Tasks and exercises
1 – Please translate the sentence "Deification is a biblical doctrine and it is found in the Western tradition from the Latin Fathers through Middle Ages." from the interview on deification into Spanish.
2 – Summarize the interview on deification in two sentences.

Jared Ortiz: One thing the book tries to show is that each tradition has deification from the start. Deification is a biblical doctrine and it is found in the Western tradition from the Latin Fathers through Middle Ages. The Reformation does not begin in a vacuum, so the Reformers continue this tradition in different ways. Moreover, the Reformers were reading Latin and Greek Church Fathers. So, while drawing on a common heritage, each tradition has its own resources for rediscovering the place of deification within its own tradition.
But as for specific traditions….
There are some very prominent and vocal Reformed voices who are hostile to deification, but this seems to me a betrayal of the Reformers and the Puritans and Reformed scholastics who followed them. The Anglican tradition also has a robust tradition from the Cambridge Platonists, the early evangelicals, and the Oxford Movement, including pre-Catholic Newman. And who could have anticipated that the Anglican Richard Hooker in his Laws of Ecclesiastical Polity—with its eminently boring title—would offer such a treasure trove of deification theology. One can also sing Charles Wesley’s hymns (as Catholics have done since Wesley wrote them) and find many deification themes. The Wesleyan vision of sanctification is a rich source for a theology of deification.
Still, I think the Catholic tradition would have the easiest time since the doctrine has never really been lost, as even a quick skim of Olson and Meconi’s Called to Be the Children of God will demonstrate. Every priest speaks about deification at every Mass when he says, “By the mixing of this water and wine may we come to share in the divinity of Christ who humbled himself to share in our humanity.” Deification permeates Vatican II documents and the Catechism and the thought of John Paul II and Benedict XVI. Fulton Sheen used to speak about deification on his television show in the 1950s. Pope Pius X used to keep Jean-Baptiste Chautard’s The Soul of the Apostolate at his bedside where he would have read on page 1 that God “decreed that we become divine. Wonder of wonders! This clay, fashioned by Your hands, will have the power to be deified, and share in Your eternal happiness” (italics original).
We could talk about Scheeben and the Council of Trent and the medieval mystics and Aquinas and Bonaventure and the Victorines and Grosseteste and Eriugena and the Latin Fathers and…. I could keep going, but the point is: deification has always been there for Catholics, even if Catholics have not always been aware of it. It is simply a matter of opening our eyes to what is before us.
CWR: Your invocation of the problematic role played by von Harnack’s theories of degradation and decline naturally enough awakened in this former Anglican an immediate question of where Newman is in all this, for his theories of development, of course, have really stood the test of time and even received a semi-official imprimatur from the International Theological Commission of the CDF. But neither the Catholic nor Anglican contributors to this book seem to have paid him much heed (he’s mentioned en passant, but not in the index). Are you aware of any scholarship on Newman (who was, of course, so profoundly steeped in the Fathers) and deification?
Jared Ortiz: Mea maxima culpa. The Catholic chapter is broad and, well, I could only do so much! But, yes, there has been good work done on Newman. I recommend Daniel Lattier’s essay on Newman in Called to Be Children of God and Mark McInroy’s fine essay, “Before Deification Became Eastern: Newman’s Ecumenical Retrieval” in the International Journal of Systematic Theology.

Stored data

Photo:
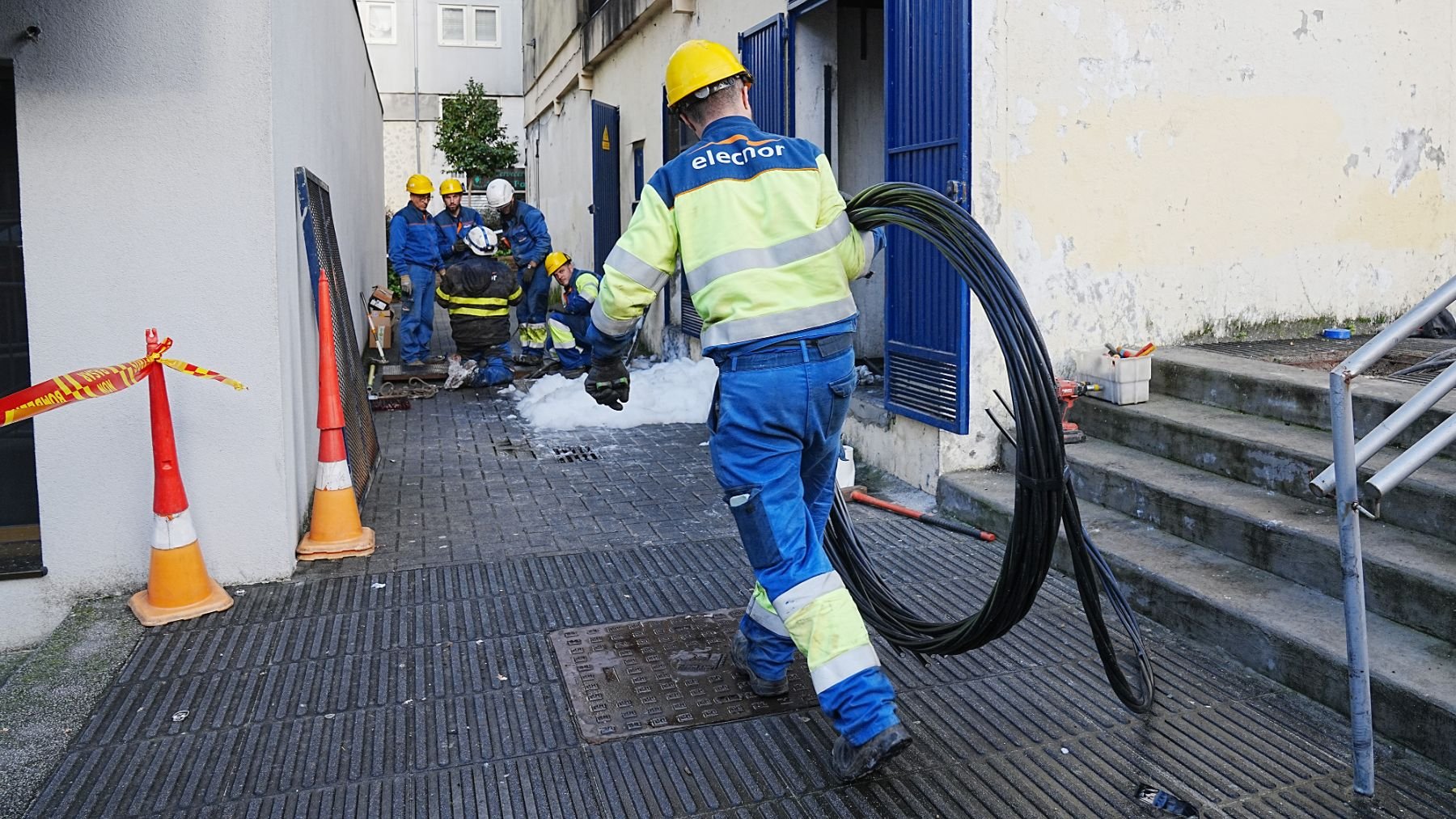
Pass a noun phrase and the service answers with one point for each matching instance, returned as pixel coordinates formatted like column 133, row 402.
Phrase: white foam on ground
column 673, row 391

Answers provided
1 – La deificación es una doctrina bíblica y se encuentra en la tradición occidental desde los Padres latinos hasta la Edad Media.

2 – Jared Ortiz argues that each Christian tradition has had deification from the start, pointing to Anglican and Wesleyan sources and saying the Catholic tradition would have the easiest time because the doctrine has never really been lost. Asked about Newman, he admits the Catholic chapter could only do so much and recommends essays on Newman by Daniel Lattier and Mark McInroy.